◆ **Work instruction**
Return the listing below unchanged, minus its pictures.

◆ **Given data**
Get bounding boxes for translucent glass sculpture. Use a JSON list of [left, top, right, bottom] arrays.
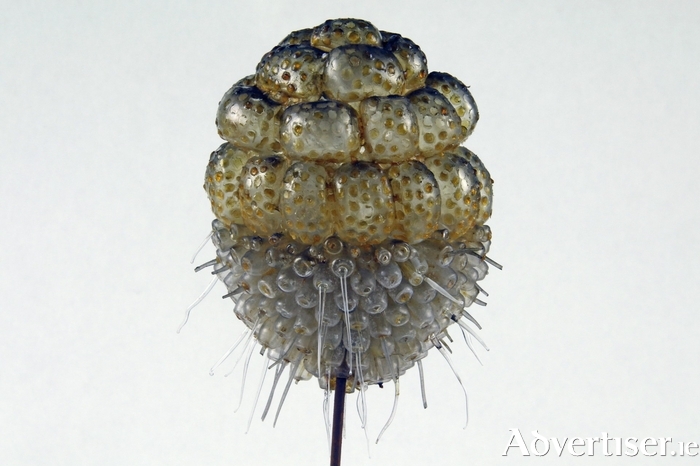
[[188, 17, 498, 463]]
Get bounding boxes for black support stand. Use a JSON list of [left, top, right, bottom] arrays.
[[330, 375, 347, 466], [330, 354, 352, 466]]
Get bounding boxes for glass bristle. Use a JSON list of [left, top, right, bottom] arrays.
[[210, 327, 249, 376], [273, 355, 303, 427], [177, 277, 217, 333], [234, 340, 256, 413], [433, 337, 470, 429], [246, 361, 268, 433], [261, 362, 286, 422]]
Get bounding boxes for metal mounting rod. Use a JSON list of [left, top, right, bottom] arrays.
[[330, 376, 347, 466], [331, 355, 351, 466]]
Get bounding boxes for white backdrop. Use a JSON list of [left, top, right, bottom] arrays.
[[2, 1, 700, 464]]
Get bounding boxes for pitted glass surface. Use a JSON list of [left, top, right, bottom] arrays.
[[280, 100, 361, 161], [426, 71, 479, 139], [332, 162, 395, 245], [359, 96, 419, 162], [382, 32, 428, 94], [408, 87, 465, 155], [311, 18, 382, 51], [388, 160, 441, 243], [204, 143, 255, 227], [323, 45, 405, 102], [255, 44, 326, 104], [280, 161, 333, 244], [215, 80, 283, 154]]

◆ **Your response**
Get bounding boxes for translucent glass sculpture. Use a JSON list of [left, top, right, bottom] arrays.
[[188, 17, 498, 463]]
Get bounding boxes for black support stand. Use a JSON list of [left, top, right, bottom] arrays.
[[330, 375, 347, 466], [330, 354, 352, 466]]
Get bounding boxes for glass bristle. Use a JSON list of [left, top, right, bottom] arrays.
[[210, 327, 249, 376], [273, 355, 303, 427], [177, 277, 217, 333], [234, 340, 256, 413], [433, 337, 470, 429], [246, 361, 268, 433], [261, 362, 286, 422]]
Get bounding boxes for metal mounting rod. Use a JSON list of [left, top, right, bottom] arrays.
[[330, 376, 347, 466], [331, 355, 351, 466]]
Get bounding boxes for white backdrop. Use a JSON list of [left, top, right, bottom] arrays.
[[2, 1, 700, 464]]
Get bounding boxes for pitted glass surface. Use a JSON list of [left, top, right, bottom] arrays.
[[280, 100, 361, 161], [426, 71, 479, 139], [332, 162, 395, 245], [359, 96, 419, 162], [382, 32, 428, 94], [408, 87, 465, 155], [311, 18, 382, 51], [388, 160, 441, 243], [204, 143, 255, 227], [323, 45, 405, 102], [255, 44, 326, 104], [280, 161, 333, 244], [215, 80, 283, 154]]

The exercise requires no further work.